(Dataset records)

■ ■ ■ ■

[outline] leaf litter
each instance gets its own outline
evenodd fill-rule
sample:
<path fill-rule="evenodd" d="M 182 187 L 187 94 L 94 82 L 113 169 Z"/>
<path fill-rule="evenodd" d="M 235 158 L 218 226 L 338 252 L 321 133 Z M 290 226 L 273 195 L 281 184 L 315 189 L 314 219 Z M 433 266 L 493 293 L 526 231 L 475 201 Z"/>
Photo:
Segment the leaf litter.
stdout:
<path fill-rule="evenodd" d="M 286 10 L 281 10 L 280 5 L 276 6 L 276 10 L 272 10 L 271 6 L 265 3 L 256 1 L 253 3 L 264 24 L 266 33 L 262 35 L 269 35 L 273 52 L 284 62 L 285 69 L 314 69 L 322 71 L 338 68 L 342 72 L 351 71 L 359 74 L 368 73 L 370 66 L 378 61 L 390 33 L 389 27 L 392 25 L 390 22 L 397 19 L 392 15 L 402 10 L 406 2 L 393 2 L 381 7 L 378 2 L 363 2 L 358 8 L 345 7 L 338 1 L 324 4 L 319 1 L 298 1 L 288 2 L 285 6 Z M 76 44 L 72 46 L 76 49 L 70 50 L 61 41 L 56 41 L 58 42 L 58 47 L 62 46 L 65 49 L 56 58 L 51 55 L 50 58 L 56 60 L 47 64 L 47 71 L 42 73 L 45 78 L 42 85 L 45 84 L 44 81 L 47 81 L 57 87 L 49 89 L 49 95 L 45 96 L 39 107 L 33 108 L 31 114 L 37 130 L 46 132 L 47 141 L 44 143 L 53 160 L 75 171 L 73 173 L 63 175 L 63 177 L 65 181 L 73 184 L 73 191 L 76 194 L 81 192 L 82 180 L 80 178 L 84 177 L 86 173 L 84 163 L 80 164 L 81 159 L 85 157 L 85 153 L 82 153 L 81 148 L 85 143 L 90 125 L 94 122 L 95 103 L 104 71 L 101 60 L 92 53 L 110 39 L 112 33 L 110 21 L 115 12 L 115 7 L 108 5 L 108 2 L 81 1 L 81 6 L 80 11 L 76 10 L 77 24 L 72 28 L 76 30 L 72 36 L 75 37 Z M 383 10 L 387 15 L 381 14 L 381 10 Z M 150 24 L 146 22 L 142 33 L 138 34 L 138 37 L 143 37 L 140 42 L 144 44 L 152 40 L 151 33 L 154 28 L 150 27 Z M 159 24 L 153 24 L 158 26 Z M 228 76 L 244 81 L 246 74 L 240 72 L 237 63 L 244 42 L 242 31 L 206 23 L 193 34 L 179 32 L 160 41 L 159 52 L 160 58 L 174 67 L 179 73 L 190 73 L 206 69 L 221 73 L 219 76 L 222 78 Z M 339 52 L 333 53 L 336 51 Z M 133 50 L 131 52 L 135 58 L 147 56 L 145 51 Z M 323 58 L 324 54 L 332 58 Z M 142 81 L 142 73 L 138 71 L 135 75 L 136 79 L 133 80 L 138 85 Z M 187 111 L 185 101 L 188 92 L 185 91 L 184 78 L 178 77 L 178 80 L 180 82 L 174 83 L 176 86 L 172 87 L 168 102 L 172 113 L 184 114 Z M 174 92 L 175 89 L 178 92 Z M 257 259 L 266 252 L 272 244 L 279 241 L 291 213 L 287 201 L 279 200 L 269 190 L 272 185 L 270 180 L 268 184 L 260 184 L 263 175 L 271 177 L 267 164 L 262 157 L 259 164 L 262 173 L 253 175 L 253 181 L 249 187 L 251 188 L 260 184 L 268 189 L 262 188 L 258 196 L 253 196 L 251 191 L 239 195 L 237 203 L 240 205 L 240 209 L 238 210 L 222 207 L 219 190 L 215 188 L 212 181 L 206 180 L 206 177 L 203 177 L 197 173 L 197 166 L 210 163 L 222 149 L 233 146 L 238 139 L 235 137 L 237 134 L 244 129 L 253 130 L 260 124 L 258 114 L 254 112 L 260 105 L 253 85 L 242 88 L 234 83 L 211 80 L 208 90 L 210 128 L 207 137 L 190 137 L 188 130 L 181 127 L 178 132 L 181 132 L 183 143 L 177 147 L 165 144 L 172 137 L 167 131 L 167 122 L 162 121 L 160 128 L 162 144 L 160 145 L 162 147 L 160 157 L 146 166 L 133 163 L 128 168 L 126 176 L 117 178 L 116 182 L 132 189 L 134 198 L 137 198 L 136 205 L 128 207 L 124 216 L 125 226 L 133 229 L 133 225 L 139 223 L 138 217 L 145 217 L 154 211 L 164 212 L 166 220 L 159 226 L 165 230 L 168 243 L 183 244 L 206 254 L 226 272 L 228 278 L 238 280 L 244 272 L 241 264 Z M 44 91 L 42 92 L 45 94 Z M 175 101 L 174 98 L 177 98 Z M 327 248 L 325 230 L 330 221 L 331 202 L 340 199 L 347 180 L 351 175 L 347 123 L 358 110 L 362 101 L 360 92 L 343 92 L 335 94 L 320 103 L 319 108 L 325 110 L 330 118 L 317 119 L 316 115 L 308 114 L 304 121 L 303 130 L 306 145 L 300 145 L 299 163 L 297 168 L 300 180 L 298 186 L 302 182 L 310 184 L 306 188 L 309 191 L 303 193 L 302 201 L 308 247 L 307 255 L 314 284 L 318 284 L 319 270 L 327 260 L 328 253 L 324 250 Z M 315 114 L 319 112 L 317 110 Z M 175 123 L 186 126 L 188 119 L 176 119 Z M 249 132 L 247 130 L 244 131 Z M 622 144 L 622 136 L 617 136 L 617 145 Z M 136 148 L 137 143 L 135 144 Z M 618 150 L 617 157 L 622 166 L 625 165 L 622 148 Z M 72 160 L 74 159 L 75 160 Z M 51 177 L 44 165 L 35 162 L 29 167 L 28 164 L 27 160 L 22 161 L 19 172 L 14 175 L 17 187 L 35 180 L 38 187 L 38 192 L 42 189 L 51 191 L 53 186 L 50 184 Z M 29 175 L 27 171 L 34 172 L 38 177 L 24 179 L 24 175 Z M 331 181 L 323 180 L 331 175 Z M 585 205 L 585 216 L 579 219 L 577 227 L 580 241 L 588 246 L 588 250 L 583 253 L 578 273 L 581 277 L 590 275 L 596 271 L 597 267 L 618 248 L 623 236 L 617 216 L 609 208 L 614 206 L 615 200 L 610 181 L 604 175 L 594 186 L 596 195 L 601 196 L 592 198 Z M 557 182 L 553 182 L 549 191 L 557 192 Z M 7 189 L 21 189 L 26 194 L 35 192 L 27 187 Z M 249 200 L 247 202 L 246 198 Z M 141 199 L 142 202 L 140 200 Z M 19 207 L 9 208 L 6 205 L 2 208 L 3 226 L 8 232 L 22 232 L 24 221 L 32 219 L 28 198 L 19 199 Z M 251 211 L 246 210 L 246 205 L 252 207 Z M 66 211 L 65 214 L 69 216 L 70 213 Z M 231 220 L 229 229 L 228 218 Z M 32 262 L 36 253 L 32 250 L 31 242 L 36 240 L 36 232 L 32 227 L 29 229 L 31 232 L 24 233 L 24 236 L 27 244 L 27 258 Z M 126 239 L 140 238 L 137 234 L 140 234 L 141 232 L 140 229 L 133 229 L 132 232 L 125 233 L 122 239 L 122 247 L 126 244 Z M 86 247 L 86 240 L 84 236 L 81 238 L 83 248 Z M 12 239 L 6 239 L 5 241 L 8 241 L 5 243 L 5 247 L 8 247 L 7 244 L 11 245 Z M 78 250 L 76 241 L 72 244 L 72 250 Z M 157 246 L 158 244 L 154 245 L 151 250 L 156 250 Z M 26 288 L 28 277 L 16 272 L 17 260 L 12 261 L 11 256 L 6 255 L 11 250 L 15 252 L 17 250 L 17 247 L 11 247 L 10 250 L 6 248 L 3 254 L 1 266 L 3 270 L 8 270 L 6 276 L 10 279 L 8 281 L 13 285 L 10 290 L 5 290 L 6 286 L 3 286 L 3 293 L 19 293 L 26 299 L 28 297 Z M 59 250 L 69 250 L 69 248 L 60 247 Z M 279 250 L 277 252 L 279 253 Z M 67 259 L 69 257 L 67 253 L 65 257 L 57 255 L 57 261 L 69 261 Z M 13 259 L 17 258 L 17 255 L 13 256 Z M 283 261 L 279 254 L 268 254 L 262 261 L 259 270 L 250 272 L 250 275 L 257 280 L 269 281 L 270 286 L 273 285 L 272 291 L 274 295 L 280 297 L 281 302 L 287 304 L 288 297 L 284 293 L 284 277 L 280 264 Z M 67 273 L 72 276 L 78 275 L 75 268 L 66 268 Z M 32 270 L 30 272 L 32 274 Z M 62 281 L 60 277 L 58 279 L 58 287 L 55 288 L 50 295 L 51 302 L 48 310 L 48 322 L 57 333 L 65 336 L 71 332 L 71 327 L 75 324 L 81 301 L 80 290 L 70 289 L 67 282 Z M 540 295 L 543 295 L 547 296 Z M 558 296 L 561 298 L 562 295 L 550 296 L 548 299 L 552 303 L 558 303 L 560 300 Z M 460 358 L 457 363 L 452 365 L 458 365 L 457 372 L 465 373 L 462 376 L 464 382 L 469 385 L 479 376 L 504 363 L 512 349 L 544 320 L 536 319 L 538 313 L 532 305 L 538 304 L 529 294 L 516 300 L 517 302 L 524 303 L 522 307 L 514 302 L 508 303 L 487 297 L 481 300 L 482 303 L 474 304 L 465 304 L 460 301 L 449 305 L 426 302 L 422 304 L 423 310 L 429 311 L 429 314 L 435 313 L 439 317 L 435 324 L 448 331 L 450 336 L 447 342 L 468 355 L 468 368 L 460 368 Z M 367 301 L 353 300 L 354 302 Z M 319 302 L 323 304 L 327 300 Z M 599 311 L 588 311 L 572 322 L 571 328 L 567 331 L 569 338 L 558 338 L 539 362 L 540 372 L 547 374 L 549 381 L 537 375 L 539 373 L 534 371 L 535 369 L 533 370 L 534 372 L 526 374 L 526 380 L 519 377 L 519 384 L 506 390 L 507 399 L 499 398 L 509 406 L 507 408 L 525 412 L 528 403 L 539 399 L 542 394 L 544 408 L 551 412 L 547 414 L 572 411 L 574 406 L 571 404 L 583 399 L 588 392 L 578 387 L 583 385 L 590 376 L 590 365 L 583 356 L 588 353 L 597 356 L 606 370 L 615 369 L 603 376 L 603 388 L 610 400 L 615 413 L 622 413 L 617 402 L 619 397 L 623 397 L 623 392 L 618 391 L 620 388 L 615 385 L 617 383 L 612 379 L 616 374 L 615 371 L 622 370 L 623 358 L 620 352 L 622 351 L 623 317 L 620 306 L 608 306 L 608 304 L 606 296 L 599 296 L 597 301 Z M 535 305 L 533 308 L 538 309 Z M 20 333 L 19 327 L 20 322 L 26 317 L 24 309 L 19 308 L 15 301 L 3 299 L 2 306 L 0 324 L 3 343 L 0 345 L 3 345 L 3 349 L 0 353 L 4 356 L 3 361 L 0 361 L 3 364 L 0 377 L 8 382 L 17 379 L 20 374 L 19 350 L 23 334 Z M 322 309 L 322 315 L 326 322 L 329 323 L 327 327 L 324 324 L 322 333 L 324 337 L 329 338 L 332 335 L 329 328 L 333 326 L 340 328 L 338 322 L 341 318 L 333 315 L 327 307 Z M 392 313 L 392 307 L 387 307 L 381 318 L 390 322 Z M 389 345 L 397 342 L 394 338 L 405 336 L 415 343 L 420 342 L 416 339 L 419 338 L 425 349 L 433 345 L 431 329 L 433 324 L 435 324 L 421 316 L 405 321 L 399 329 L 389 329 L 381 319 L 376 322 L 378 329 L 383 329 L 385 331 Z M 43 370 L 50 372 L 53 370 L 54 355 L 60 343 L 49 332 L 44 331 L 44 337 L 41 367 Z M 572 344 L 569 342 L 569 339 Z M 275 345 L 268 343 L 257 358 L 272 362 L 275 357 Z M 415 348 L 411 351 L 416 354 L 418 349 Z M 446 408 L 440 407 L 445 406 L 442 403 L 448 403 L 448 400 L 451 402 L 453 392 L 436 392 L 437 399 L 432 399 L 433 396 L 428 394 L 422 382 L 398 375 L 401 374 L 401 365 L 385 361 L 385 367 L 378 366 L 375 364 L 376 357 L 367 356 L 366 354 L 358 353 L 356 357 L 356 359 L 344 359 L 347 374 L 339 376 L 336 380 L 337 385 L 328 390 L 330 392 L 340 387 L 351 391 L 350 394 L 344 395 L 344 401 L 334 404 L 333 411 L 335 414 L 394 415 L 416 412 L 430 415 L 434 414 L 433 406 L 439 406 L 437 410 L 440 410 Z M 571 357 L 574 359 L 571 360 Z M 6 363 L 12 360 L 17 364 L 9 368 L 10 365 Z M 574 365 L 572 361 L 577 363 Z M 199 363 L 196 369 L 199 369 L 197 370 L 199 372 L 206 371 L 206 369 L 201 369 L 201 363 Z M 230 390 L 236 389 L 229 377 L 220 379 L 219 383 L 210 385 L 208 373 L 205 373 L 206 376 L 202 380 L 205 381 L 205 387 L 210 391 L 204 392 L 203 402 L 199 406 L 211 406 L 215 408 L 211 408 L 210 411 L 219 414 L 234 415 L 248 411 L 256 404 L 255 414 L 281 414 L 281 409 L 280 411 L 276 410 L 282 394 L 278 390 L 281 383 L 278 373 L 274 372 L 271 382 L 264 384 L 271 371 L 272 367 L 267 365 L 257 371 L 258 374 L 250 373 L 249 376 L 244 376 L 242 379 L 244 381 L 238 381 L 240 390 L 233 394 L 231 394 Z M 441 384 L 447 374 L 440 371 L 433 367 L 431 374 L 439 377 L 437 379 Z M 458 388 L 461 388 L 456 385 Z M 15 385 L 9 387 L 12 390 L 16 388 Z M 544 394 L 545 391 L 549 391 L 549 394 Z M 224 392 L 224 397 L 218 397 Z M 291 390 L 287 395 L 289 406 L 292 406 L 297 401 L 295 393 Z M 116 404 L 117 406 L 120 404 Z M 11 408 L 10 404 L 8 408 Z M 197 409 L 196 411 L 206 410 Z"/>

■ ■ ■ ■

### Short exercise
Pull out every line of the items above that contains the string "outline", treating uppercase and lowercase as different.

### Exercise solution
[outline] leaf litter
each instance gets its own outline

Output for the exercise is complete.